## WHAT YOU WILL DO
Starting with the first line and ending with the last, copy the entries word for word.

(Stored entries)
========================
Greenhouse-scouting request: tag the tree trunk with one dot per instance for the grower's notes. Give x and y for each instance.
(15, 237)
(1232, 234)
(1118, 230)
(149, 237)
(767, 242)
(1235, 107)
========================
## EXERCISE OUTPUT
Greenhouse-scouting request: tag the tree trunk with one dot per instance for the grower's notes. Give x and y for each instance.
(15, 237)
(1232, 234)
(1118, 230)
(149, 237)
(767, 242)
(1235, 107)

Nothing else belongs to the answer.